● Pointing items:
## start
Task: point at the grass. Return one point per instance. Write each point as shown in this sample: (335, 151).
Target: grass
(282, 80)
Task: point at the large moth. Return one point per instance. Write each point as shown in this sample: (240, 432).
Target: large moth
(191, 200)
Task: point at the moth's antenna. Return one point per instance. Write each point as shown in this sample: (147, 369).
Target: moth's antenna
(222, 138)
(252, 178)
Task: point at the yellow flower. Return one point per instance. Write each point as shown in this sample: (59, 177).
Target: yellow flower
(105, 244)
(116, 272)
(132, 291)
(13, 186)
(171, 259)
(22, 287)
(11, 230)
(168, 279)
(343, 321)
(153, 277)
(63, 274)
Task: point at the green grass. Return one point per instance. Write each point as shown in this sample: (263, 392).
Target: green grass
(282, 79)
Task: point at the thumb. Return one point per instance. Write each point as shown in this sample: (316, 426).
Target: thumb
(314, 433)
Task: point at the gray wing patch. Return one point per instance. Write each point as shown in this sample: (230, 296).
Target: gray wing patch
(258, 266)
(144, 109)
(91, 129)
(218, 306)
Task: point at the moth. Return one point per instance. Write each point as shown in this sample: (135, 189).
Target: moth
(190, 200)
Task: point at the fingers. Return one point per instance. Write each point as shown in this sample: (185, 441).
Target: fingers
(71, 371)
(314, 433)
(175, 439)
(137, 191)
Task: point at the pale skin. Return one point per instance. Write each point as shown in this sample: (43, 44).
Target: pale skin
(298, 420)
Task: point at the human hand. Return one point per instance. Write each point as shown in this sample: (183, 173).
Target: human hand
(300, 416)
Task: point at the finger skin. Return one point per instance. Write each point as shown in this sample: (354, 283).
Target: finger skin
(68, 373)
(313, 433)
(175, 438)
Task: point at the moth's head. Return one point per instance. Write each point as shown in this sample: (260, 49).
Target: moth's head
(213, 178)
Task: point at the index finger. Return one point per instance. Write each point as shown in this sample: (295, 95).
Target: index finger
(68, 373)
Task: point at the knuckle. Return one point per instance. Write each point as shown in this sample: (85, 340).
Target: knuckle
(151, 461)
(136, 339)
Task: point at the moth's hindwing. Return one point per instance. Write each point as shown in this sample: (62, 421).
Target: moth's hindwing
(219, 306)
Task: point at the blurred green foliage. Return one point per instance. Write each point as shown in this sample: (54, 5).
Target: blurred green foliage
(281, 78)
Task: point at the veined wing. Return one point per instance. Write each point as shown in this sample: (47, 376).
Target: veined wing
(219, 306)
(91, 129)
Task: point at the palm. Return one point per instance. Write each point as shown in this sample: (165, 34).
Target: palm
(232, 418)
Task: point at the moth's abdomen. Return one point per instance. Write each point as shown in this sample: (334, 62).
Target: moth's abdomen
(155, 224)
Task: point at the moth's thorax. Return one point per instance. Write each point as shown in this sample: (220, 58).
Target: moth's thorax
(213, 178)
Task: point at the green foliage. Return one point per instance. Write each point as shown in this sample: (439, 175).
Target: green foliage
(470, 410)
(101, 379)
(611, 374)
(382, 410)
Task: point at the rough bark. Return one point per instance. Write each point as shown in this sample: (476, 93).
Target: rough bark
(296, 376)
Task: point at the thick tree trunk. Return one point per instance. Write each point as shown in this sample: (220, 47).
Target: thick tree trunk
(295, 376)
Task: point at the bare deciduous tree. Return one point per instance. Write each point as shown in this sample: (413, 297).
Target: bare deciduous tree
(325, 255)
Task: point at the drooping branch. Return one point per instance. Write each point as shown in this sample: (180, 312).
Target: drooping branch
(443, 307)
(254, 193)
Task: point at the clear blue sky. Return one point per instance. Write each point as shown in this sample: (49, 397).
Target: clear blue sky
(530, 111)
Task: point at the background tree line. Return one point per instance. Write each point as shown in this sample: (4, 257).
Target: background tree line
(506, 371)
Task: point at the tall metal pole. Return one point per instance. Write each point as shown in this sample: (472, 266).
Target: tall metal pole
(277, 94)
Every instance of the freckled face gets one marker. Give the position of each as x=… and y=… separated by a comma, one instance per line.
## end
● REQUIREMENT:
Copy every item above word for word.

● ANSWER BELOW:
Task: point at the grass. Return one point per instance. Write each point as shown in this sample: (335, 151).
Target: grass
(282, 80)
Task: point at the large moth. Return one point per instance. Write each point as shown in this sample: (240, 432).
Target: large moth
(191, 200)
Task: point at the moth's antenna. Return one point per instance. Write each point as shown in this sample: (147, 369).
Target: moth's antenna
(222, 138)
(252, 178)
Task: point at the yellow flower. Return one point per instance. Write each point as shown in this sample: (59, 177).
Target: yellow flower
(105, 244)
(116, 272)
(132, 291)
(13, 186)
(171, 259)
(22, 287)
(11, 230)
(168, 279)
(343, 321)
(153, 277)
(63, 274)
Task: point at the green grass. Return one point per instance. Write each point as shown in this sample: (263, 392).
Target: green grass
(282, 79)
Task: point at the thumb. Return one point per instance. Write each point as shown in this sample: (316, 426).
Target: thumb
(314, 433)
Task: point at the gray wing patch. Return one point per instance. Write each point as shown in this sample: (230, 296).
Target: gray wing patch
(258, 266)
(144, 109)
(91, 129)
(218, 306)
Task: point at the moth. Return one point per instance. Write each point as shown in this sample: (135, 189).
Target: moth
(190, 200)
Task: point at the fingers. Return one point per instance. Write each point as shown in this sample: (185, 441).
Target: fingers
(71, 371)
(314, 433)
(175, 439)
(137, 191)
Task: point at the pale skin. Return one point per instance. Write each point as shown in this sample: (43, 44).
Target: pale skin
(298, 420)
Task: point at the human hand. Return one point per instance. Write each point as shown in this sample: (183, 173).
Target: human hand
(300, 416)
Task: point at the finger skin. Return one point per instance. Write each point as shown in this sample: (354, 283).
Target: finger skin
(68, 373)
(313, 433)
(175, 438)
Task: point at the moth's head. Return one point per instance. Write each point as shown in this sample: (260, 49).
Target: moth's head
(213, 178)
Task: point at the index finger. Return one point per instance. Write each point as shown in this sample: (295, 95).
Target: index finger
(68, 373)
Task: point at the knuckle. Return one point per instance. Write each point as shown in this sample: (85, 340).
Target: knuckle
(151, 461)
(136, 339)
Task: point at the moth's hindwing. Return one point per instance. Write each point as shown in this sample: (62, 421).
Target: moth's hindwing
(219, 306)
Task: point at the blurred green foliage. Return one point per instance. Write each point as shown in this sample: (54, 5).
Target: blurred green foliage
(281, 78)
Task: point at the veined wing. Return one point per instance. Write each point as shown in this sample: (47, 376).
Target: veined wing
(219, 306)
(91, 129)
Task: point at the palm. Return one point per instance. Write each point as shown in this sample: (165, 34).
Target: palm
(232, 418)
Task: point at the moth's abdomen. Return one point per instance. Write each point as shown in this sample: (334, 62).
Target: moth's abdomen
(155, 224)
Task: point at the moth's thorax. Return one point per instance. Write each point as shown in this sample: (220, 58).
Target: moth's thorax
(213, 178)
Task: point at the green foliage. Return one point per instance. Write each point as shown in this sample: (439, 175).
Target: green foliage
(470, 410)
(101, 379)
(611, 374)
(382, 410)
Task: point at the rough bark. Return one point per instance. Write each point as shown in this sample: (476, 93).
Target: rough bark
(296, 376)
Task: point at the thick tree trunk. Return one point per instance. Write each point as shown in this sample: (220, 47).
Target: thick tree trunk
(295, 376)
Task: point at the bare deciduous tree. Return one point per instance. Write each point as shown in this sample: (413, 297).
Target: bare deciduous tree
(325, 255)
Task: point at the drooping branch. Return one point per instance. Write each point as shown in this sample: (180, 312).
Target: drooping branch
(443, 307)
(254, 193)
Task: point at the clear blue sky. Return one point per instance. Write each point as shown in this sample: (49, 397).
Target: clear blue sky
(530, 111)
Task: point at the background tree line. Return one point per instance. Write each point as shown in this sample: (4, 257).
Target: background tree line
(506, 371)
Task: point at the tall metal pole. Return one point per instance. Write each point as shown in this sample: (472, 266).
Target: tall metal pole
(277, 94)
Every instance of the freckled face gets one marker. Give the position of each as x=… and y=… separated by a comma, one instance per line.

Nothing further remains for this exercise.